Work required: Go through the records and extract every line with the word "crystal".

*** Opening Data records ***

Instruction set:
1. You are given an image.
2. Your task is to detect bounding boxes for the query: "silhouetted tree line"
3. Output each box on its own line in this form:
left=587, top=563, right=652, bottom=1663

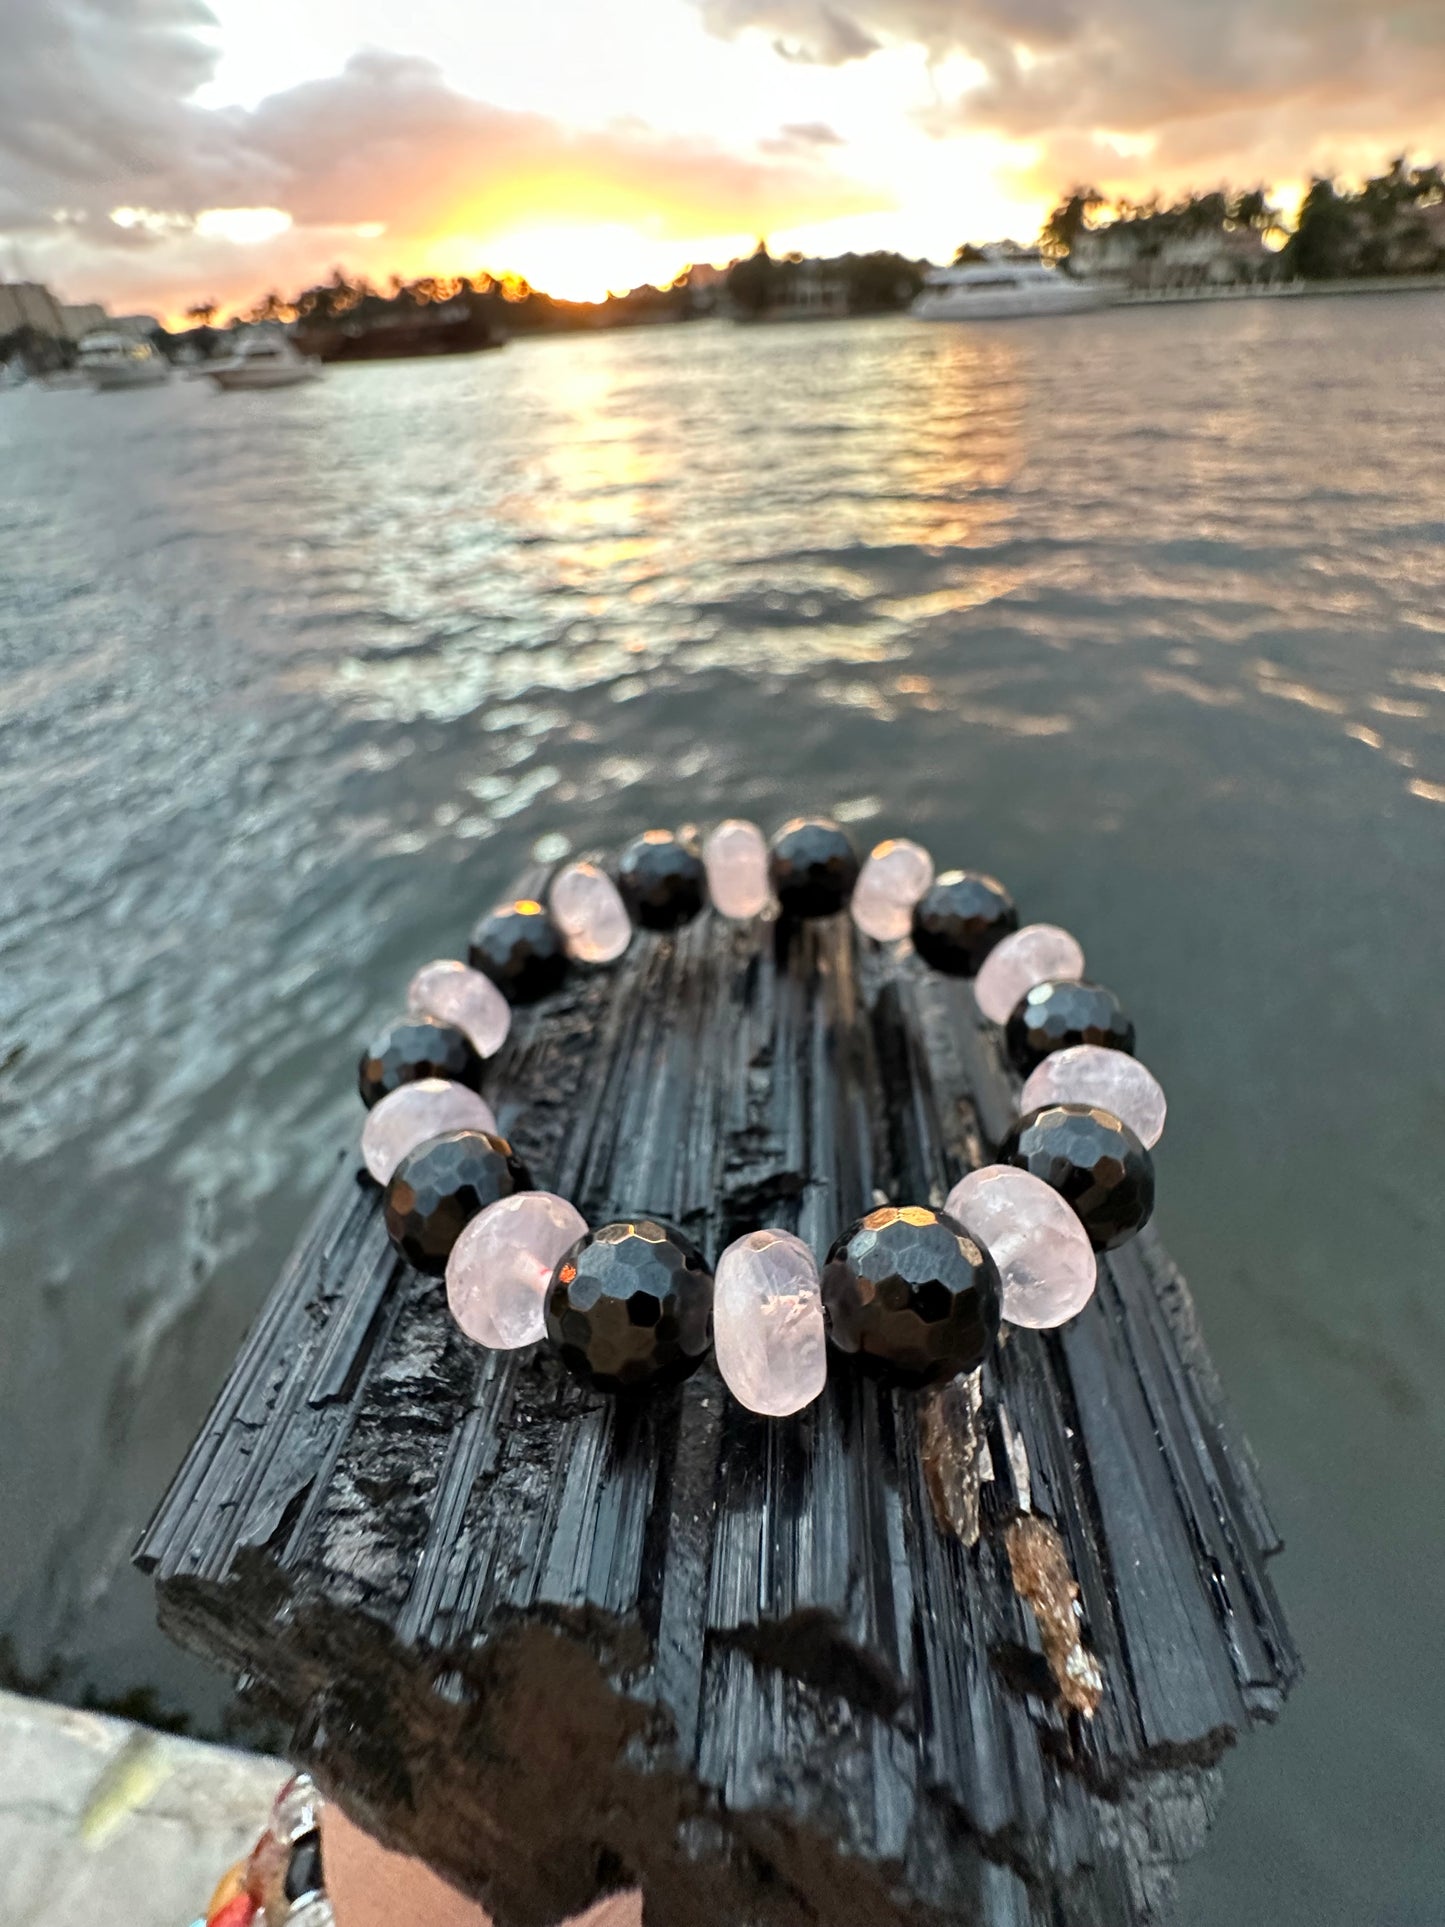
left=1036, top=155, right=1445, bottom=280
left=726, top=241, right=925, bottom=318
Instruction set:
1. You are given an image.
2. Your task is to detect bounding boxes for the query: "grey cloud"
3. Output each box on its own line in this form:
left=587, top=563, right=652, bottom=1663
left=759, top=120, right=847, bottom=153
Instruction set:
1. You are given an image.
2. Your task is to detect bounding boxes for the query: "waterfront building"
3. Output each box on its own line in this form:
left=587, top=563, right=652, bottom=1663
left=1070, top=222, right=1278, bottom=290
left=0, top=282, right=113, bottom=341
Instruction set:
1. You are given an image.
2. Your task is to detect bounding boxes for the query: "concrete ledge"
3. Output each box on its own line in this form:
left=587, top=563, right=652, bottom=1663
left=0, top=1690, right=283, bottom=1926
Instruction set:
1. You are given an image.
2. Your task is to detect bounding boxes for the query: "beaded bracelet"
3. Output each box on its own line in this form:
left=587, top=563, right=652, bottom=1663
left=354, top=818, right=1167, bottom=1415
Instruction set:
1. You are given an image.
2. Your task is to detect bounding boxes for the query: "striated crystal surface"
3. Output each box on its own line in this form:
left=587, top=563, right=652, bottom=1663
left=407, top=959, right=511, bottom=1058
left=1021, top=1044, right=1166, bottom=1148
left=544, top=1219, right=713, bottom=1392
left=468, top=900, right=568, bottom=1004
left=769, top=816, right=859, bottom=919
left=822, top=1204, right=1000, bottom=1385
left=616, top=830, right=706, bottom=930
left=851, top=838, right=935, bottom=942
left=1005, top=979, right=1135, bottom=1074
left=357, top=1015, right=481, bottom=1110
left=361, top=1079, right=497, bottom=1184
left=549, top=860, right=632, bottom=964
left=703, top=819, right=771, bottom=919
left=944, top=1164, right=1097, bottom=1329
left=911, top=870, right=1018, bottom=976
left=975, top=924, right=1085, bottom=1025
left=447, top=1190, right=589, bottom=1349
left=1000, top=1103, right=1154, bottom=1252
left=714, top=1227, right=826, bottom=1416
left=383, top=1129, right=532, bottom=1276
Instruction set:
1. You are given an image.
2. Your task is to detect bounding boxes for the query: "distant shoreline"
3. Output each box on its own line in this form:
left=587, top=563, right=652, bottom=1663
left=1112, top=271, right=1445, bottom=307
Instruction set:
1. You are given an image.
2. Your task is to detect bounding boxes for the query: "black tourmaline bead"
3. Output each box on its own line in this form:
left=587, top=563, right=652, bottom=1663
left=383, top=1128, right=532, bottom=1276
left=1000, top=1103, right=1155, bottom=1252
left=1004, top=978, right=1135, bottom=1075
left=822, top=1205, right=1000, bottom=1386
left=910, top=870, right=1018, bottom=977
left=357, top=1015, right=483, bottom=1109
left=544, top=1219, right=713, bottom=1393
left=468, top=898, right=568, bottom=1004
left=285, top=1830, right=323, bottom=1902
left=768, top=816, right=859, bottom=919
left=616, top=830, right=706, bottom=930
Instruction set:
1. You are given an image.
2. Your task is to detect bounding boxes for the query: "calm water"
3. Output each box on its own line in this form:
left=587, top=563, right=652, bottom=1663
left=2, top=301, right=1443, bottom=1923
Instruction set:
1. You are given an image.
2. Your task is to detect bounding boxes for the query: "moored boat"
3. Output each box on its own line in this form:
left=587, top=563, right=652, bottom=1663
left=913, top=253, right=1113, bottom=321
left=206, top=332, right=323, bottom=390
left=78, top=331, right=170, bottom=389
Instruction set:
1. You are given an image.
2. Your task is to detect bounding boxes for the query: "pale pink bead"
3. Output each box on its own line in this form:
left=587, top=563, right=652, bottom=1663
left=408, top=959, right=511, bottom=1058
left=446, top=1191, right=588, bottom=1349
left=945, top=1164, right=1096, bottom=1329
left=851, top=837, right=935, bottom=941
left=974, top=924, right=1085, bottom=1025
left=1020, top=1045, right=1167, bottom=1148
left=703, top=819, right=770, bottom=919
left=549, top=860, right=632, bottom=964
left=714, top=1227, right=827, bottom=1417
left=361, top=1079, right=497, bottom=1184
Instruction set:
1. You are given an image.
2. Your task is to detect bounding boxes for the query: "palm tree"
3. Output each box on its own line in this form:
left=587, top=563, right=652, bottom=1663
left=185, top=299, right=219, bottom=327
left=1039, top=187, right=1104, bottom=259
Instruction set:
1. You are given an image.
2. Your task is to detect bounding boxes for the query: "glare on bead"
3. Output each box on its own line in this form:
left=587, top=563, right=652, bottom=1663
left=1020, top=1045, right=1166, bottom=1149
left=703, top=819, right=771, bottom=919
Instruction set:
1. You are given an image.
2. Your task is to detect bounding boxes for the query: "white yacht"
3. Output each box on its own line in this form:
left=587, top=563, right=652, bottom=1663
left=913, top=255, right=1113, bottom=322
left=206, top=333, right=322, bottom=391
left=78, top=331, right=170, bottom=389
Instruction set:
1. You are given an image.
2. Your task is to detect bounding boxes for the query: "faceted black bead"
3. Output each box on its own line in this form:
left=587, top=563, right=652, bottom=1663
left=768, top=816, right=859, bottom=920
left=822, top=1205, right=1001, bottom=1387
left=285, top=1830, right=323, bottom=1902
left=468, top=899, right=568, bottom=1004
left=383, top=1128, right=532, bottom=1276
left=1004, top=978, right=1135, bottom=1075
left=616, top=830, right=706, bottom=931
left=544, top=1219, right=713, bottom=1393
left=357, top=1015, right=482, bottom=1110
left=1000, top=1103, right=1155, bottom=1252
left=910, top=870, right=1018, bottom=977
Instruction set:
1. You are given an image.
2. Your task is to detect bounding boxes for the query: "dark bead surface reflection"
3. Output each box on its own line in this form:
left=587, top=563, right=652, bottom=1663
left=544, top=1219, right=713, bottom=1392
left=285, top=1831, right=323, bottom=1903
left=769, top=817, right=860, bottom=919
left=383, top=1128, right=532, bottom=1276
left=822, top=1205, right=1000, bottom=1386
left=616, top=830, right=706, bottom=931
left=357, top=1015, right=482, bottom=1110
left=1004, top=978, right=1135, bottom=1074
left=468, top=899, right=568, bottom=1004
left=1000, top=1103, right=1154, bottom=1251
left=910, top=870, right=1018, bottom=977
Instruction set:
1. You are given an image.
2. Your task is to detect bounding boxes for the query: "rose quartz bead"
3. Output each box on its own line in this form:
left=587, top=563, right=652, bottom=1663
left=714, top=1227, right=827, bottom=1416
left=408, top=959, right=511, bottom=1058
left=974, top=924, right=1085, bottom=1025
left=703, top=819, right=770, bottom=919
left=446, top=1191, right=589, bottom=1349
left=361, top=1079, right=497, bottom=1184
left=549, top=860, right=632, bottom=964
left=850, top=837, right=935, bottom=942
left=1020, top=1045, right=1167, bottom=1148
left=944, top=1164, right=1097, bottom=1329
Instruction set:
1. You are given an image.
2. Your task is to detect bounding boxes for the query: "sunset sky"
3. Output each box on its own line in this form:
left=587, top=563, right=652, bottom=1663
left=5, top=0, right=1445, bottom=320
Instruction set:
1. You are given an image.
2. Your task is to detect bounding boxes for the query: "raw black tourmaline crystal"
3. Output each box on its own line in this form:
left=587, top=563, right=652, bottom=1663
left=544, top=1219, right=713, bottom=1393
left=1000, top=1102, right=1155, bottom=1251
left=910, top=870, right=1018, bottom=977
left=768, top=816, right=860, bottom=919
left=468, top=899, right=568, bottom=1004
left=822, top=1205, right=1000, bottom=1386
left=383, top=1129, right=532, bottom=1276
left=616, top=830, right=707, bottom=931
left=357, top=1015, right=483, bottom=1109
left=1004, top=978, right=1135, bottom=1075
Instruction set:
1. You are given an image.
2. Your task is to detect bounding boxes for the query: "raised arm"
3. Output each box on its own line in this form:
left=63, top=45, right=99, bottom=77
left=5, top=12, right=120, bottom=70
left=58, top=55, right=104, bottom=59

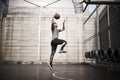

*** Closing Data records ***

Written solution:
2. Your task is to detect bounding boxes for the query: "striated crystal surface"
2. Your task is to detect bounding boxes for the query: "raw black tourmaline crystal"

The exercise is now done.